### Records to process
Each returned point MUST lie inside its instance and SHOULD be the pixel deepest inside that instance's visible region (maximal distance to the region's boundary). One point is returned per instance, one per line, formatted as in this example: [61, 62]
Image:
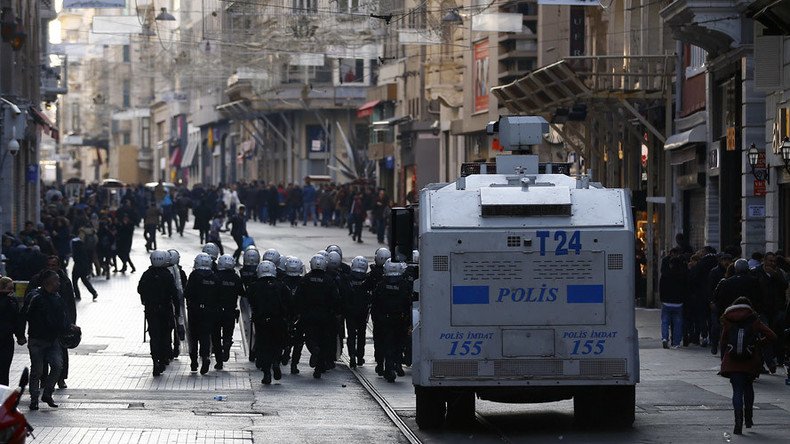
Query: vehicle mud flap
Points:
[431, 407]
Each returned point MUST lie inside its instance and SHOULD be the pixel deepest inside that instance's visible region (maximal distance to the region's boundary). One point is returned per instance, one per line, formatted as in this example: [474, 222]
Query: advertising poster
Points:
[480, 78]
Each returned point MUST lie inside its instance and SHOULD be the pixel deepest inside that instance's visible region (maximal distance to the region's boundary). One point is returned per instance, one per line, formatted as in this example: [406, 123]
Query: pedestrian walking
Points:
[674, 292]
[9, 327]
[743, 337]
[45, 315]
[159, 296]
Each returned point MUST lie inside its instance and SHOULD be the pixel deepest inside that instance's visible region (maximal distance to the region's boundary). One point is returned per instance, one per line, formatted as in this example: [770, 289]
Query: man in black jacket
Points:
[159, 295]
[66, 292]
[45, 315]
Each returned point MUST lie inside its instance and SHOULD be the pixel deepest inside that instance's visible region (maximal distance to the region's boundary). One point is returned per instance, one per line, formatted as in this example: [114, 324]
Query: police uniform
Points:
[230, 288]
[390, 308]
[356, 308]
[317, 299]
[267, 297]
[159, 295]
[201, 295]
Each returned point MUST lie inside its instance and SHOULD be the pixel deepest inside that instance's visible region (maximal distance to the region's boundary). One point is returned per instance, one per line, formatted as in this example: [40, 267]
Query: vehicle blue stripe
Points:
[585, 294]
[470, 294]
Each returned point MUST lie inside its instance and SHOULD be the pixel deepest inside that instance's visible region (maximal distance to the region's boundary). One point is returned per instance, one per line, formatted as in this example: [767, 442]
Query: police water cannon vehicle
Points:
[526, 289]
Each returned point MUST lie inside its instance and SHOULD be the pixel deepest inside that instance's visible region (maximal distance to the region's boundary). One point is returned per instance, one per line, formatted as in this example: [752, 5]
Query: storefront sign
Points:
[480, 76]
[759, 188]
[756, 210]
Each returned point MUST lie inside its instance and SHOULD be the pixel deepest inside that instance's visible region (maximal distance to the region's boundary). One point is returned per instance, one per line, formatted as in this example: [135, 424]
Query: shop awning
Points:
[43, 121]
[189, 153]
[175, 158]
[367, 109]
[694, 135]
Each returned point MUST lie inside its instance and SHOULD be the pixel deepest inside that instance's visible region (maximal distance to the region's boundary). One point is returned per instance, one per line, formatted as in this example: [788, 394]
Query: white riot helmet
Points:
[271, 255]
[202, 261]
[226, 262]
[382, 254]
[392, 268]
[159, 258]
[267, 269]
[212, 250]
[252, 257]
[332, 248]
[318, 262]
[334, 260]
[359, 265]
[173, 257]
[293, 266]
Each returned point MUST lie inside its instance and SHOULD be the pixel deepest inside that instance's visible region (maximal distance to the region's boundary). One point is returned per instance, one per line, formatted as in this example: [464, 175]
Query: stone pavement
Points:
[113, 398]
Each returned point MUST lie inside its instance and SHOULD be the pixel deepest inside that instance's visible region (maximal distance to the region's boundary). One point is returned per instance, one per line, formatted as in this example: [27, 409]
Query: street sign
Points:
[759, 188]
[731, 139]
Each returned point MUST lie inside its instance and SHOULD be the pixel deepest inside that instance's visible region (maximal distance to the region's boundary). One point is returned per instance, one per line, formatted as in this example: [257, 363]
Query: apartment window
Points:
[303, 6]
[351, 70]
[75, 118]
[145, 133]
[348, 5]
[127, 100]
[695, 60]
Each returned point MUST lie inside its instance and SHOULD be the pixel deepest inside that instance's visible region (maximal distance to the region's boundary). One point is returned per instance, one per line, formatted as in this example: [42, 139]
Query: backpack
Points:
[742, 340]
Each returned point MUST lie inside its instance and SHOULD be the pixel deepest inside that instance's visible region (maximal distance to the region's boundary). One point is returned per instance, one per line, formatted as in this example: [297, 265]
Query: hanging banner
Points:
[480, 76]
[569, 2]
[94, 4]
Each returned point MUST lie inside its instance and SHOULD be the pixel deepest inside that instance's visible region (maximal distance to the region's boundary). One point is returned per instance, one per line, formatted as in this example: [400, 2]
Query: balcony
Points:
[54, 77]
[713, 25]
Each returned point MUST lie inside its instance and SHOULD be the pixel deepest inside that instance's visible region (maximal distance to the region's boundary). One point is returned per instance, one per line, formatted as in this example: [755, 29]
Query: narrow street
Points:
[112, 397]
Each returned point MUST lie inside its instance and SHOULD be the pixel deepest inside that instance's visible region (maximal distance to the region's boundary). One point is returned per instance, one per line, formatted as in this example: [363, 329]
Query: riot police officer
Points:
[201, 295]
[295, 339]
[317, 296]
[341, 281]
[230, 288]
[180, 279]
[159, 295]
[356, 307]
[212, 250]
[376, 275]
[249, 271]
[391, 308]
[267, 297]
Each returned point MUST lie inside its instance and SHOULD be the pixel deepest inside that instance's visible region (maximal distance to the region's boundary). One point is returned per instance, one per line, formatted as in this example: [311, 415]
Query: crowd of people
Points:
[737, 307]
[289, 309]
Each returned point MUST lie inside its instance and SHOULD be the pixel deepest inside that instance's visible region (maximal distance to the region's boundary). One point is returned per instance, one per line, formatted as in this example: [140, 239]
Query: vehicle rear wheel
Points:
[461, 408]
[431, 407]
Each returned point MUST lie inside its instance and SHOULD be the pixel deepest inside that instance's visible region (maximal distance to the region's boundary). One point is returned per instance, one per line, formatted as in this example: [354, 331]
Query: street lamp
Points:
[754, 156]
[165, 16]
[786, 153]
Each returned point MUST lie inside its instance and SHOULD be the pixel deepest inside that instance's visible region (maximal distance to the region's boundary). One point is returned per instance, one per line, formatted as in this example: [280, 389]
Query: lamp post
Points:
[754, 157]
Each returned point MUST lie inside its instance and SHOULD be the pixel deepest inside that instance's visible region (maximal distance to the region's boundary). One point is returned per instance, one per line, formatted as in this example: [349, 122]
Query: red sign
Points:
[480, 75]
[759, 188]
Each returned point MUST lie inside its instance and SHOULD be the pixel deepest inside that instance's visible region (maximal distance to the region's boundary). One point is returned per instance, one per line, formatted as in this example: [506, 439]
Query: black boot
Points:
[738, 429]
######
### Records to process
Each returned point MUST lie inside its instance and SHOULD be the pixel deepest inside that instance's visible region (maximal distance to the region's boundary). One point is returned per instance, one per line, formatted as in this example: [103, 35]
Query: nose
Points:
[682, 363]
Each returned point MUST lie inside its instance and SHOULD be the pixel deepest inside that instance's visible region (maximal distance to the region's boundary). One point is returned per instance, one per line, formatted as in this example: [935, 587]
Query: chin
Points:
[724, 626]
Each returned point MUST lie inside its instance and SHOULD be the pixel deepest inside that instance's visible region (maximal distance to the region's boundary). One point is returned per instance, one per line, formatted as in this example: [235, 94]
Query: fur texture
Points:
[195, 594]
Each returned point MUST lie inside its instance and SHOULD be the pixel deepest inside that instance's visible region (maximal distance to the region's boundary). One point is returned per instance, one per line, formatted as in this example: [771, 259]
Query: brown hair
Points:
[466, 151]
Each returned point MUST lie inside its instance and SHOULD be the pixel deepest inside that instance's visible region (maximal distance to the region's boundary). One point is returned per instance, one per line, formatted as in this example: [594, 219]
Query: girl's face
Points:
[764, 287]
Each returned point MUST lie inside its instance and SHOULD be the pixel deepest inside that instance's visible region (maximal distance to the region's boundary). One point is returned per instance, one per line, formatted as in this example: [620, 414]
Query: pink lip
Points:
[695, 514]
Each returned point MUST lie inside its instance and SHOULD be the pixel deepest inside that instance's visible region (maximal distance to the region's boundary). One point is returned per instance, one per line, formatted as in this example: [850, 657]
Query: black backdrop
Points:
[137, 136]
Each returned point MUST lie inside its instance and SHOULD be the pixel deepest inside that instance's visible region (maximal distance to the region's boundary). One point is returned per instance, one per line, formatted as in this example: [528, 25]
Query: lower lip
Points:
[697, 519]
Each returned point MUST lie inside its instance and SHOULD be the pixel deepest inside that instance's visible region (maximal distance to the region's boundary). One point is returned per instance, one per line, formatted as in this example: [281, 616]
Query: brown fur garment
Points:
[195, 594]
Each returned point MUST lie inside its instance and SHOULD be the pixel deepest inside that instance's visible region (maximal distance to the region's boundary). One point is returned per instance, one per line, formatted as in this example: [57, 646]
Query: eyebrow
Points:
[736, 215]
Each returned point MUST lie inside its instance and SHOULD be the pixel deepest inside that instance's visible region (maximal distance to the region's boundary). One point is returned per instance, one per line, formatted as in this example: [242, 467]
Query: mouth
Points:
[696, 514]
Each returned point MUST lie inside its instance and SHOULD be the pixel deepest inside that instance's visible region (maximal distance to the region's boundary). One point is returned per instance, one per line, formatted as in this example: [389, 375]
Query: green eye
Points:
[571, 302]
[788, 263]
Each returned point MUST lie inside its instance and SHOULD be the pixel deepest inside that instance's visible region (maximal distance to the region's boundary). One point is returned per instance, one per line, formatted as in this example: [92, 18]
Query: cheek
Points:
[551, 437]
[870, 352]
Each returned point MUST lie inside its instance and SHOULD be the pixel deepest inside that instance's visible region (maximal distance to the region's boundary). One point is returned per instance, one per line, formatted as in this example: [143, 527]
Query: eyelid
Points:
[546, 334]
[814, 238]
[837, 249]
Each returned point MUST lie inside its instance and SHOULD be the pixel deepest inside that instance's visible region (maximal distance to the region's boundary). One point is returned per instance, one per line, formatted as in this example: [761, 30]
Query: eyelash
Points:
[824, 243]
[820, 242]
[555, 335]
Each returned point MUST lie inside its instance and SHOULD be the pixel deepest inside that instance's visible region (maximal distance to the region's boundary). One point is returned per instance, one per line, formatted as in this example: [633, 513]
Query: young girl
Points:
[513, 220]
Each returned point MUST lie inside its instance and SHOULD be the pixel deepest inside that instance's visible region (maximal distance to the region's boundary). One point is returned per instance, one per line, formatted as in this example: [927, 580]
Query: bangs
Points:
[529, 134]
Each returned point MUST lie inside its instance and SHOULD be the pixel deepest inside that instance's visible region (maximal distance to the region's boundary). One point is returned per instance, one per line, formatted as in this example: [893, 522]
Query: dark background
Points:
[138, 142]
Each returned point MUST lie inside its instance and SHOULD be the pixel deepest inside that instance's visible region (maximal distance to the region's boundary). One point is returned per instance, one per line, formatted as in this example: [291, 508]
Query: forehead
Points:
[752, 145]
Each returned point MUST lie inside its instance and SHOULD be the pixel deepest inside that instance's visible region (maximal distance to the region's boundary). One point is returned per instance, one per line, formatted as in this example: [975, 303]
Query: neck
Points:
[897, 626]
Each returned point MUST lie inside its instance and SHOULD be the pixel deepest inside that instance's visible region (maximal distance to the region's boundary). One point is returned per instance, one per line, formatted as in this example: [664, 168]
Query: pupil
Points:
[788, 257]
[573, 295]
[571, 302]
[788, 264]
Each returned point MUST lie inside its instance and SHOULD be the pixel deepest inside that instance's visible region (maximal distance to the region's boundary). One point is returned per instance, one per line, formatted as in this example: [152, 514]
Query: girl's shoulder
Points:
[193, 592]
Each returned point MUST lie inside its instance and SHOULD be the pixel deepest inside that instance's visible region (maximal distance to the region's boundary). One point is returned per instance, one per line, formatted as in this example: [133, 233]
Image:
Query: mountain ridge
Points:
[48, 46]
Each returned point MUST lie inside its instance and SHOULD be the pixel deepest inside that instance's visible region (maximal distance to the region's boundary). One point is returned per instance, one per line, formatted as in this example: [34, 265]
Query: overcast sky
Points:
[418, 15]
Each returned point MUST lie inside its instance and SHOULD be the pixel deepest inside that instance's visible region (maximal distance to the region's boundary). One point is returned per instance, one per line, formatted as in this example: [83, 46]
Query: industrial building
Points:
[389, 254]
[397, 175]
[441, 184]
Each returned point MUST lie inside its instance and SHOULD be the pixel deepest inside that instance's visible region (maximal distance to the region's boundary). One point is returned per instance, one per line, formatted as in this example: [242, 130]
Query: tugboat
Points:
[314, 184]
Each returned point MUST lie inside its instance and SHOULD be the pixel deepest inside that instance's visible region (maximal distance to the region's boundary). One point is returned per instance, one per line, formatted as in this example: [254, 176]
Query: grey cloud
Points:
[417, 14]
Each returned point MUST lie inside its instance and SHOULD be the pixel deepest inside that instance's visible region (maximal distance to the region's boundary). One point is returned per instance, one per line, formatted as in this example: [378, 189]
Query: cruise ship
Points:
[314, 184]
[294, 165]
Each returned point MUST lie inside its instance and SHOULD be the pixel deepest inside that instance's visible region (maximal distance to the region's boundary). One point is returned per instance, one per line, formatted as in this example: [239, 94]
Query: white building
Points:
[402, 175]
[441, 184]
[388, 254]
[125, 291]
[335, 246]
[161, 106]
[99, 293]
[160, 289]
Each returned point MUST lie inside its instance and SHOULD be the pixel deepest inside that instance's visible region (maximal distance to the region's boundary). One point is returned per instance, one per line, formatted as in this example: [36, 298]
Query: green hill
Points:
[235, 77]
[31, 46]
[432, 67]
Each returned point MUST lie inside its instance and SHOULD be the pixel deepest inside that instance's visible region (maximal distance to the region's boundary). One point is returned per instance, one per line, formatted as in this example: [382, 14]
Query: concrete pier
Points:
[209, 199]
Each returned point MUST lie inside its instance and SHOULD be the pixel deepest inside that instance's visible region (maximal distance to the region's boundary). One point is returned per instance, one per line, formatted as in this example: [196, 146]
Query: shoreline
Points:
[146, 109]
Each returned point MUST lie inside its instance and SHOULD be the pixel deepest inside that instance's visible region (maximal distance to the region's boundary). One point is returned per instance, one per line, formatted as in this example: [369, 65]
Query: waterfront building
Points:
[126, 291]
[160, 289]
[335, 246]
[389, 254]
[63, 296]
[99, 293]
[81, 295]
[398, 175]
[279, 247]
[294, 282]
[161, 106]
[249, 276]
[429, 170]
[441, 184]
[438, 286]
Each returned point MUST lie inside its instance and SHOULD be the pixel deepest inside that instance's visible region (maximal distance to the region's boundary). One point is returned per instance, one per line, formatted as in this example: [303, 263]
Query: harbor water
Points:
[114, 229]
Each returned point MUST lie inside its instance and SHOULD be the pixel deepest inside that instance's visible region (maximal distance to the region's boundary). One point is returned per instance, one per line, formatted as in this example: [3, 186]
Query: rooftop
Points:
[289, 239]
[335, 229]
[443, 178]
######
■ Challenge
Gather every line of the listing above that contains the string "brown", treating uppercase and lowercase as different.

■ Answer
Query: brown hair
Query: brown fur garment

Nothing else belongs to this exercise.